GOAL OF THE EXERCISE: Find the line with "gown, one point per instance" in the data below. Repeat it and every line after it up to the end, exactly, but drop the pictures.

PROVIDED MATERIAL:
[BEGIN]

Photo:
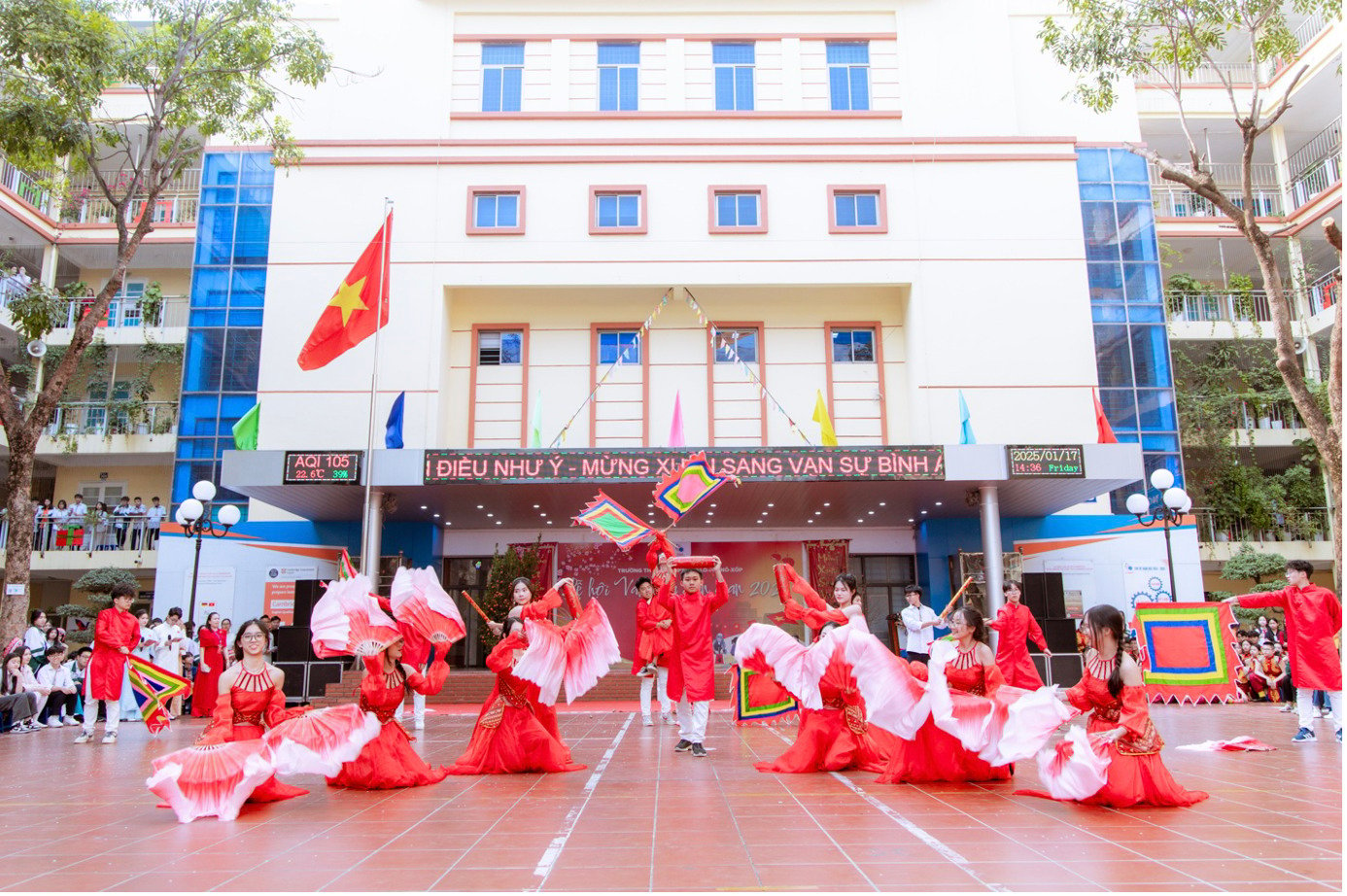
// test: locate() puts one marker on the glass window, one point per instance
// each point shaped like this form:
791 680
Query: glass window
618 347
617 209
496 348
502 77
855 209
618 76
496 210
853 347
737 209
737 345
733 74
848 74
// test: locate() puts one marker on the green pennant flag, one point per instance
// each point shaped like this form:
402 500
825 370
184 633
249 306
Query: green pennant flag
245 430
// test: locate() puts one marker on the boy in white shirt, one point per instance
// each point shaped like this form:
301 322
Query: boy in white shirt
58 689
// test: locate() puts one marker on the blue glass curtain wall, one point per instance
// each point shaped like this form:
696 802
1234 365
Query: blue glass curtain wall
1126 300
224 327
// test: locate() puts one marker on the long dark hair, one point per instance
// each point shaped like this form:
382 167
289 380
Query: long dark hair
973 619
1103 617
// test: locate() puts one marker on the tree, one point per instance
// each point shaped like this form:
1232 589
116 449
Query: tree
1107 42
203 69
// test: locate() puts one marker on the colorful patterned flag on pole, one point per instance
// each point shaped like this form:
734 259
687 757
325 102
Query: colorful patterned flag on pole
613 522
153 687
680 491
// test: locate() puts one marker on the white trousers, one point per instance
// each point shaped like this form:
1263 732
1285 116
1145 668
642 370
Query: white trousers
1307 711
648 685
691 718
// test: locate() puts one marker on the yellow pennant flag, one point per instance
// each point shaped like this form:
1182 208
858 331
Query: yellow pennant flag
820 417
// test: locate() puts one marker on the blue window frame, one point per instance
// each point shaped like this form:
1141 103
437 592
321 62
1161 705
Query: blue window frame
618 347
853 347
617 209
496 210
855 209
618 76
739 209
502 77
733 65
848 74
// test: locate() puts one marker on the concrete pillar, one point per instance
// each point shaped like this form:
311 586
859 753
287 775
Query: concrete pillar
991 548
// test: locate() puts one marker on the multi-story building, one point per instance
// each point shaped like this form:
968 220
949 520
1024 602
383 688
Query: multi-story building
609 216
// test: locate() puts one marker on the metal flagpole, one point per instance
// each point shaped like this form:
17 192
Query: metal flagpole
369 526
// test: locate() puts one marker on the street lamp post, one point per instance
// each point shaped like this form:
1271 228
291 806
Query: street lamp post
1173 504
194 518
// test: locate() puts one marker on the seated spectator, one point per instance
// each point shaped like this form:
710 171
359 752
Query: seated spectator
56 689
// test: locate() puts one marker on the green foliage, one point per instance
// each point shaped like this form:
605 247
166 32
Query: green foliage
1253 565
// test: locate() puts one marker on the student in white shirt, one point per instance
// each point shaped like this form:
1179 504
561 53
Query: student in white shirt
917 619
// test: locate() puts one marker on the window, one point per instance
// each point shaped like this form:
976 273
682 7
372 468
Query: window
617 209
857 210
495 210
853 347
618 76
733 76
618 347
502 77
496 348
736 345
848 74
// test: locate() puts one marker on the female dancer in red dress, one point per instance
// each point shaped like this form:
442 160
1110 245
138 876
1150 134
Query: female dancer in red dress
251 701
515 732
205 690
390 760
837 736
935 755
1113 689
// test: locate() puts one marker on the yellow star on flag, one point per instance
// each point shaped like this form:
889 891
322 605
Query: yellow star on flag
348 299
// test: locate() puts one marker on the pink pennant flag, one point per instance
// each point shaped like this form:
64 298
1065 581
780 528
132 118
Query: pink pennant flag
676 426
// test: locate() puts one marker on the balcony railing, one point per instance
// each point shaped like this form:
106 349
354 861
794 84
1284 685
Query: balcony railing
128 313
114 418
1197 307
94 533
1309 525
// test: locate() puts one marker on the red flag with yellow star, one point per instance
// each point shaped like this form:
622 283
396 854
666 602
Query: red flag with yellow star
357 309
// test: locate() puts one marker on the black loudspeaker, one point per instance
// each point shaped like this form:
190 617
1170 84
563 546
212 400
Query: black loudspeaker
293 644
306 595
1060 635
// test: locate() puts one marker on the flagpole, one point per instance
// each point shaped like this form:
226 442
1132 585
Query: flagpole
369 567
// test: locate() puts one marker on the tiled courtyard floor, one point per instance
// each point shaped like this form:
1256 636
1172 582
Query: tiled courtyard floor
645 818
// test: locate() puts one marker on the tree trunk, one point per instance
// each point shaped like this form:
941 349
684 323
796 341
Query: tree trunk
14 609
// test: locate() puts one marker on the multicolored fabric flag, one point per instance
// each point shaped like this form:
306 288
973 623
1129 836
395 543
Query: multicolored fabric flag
613 522
680 491
153 687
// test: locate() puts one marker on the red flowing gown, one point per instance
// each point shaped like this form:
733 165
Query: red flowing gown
934 755
836 738
390 760
1136 774
513 733
205 690
244 713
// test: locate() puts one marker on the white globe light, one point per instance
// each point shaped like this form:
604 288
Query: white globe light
191 509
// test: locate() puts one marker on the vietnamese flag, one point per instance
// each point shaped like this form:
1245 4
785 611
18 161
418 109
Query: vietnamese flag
351 316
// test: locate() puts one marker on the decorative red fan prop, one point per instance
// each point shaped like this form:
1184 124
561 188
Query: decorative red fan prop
346 621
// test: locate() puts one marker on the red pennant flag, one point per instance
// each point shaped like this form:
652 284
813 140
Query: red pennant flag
1106 435
357 309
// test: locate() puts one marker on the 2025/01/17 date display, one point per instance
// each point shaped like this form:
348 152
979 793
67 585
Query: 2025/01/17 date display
322 466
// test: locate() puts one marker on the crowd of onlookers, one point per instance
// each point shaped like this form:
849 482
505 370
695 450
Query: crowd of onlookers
129 525
42 682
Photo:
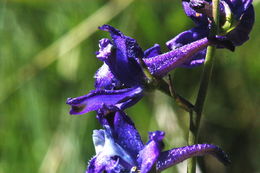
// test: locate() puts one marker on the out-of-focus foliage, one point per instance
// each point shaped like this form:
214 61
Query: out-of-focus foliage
38 135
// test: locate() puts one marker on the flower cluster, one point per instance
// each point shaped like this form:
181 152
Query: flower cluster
122 79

[END]

WRITTEN ANSWER:
// test: locate() puts one marker on the red flowing gown, one point per instance
// each point shaped like this form:
733 165
Query: red flowing gown
934 755
836 738
390 760
1136 774
513 733
205 690
244 713
// test: locate() puts one marker on the white globe light, one point per instance
// each point shaped like this form:
604 288
Query: white globe light
191 509
// test: locate() puts one marker on the vietnamese flag, one point per instance
// each point shaped like this form:
1245 4
785 611
18 161
418 109
Query: vietnamese flag
351 316
// test: locate() puts one marker on the decorative red fan prop, one point per instance
// each point shaped like this form:
1184 124
561 188
Query: decorative red fan prop
346 621
// test: locate() puts one marker on the red pennant flag, one point per instance
// each point shaped like this form:
652 284
813 140
Query: red pennant flag
1106 435
357 309
// test: locate() puts one marker on the 2025/01/17 date display, one point per instance
// each point shaped like this form:
348 152
979 793
67 585
Query: 2025/01/17 date display
322 466
// test: locate() puts one marker on the crowd of onlookers, one point per instance
// each point shaped like this form:
849 482
505 370
695 450
Query: crowd of onlookers
129 525
42 682
Photo:
// test: locate() puts one marker on the out-of-focus foliage, one point per instance
// each point shaped like this form:
214 61
Query: out-of-focus foliage
38 135
// test: locate() puts one marker on the flower cluster, one point per instance
// each point shaped like this form:
181 152
Query: flower cluster
122 79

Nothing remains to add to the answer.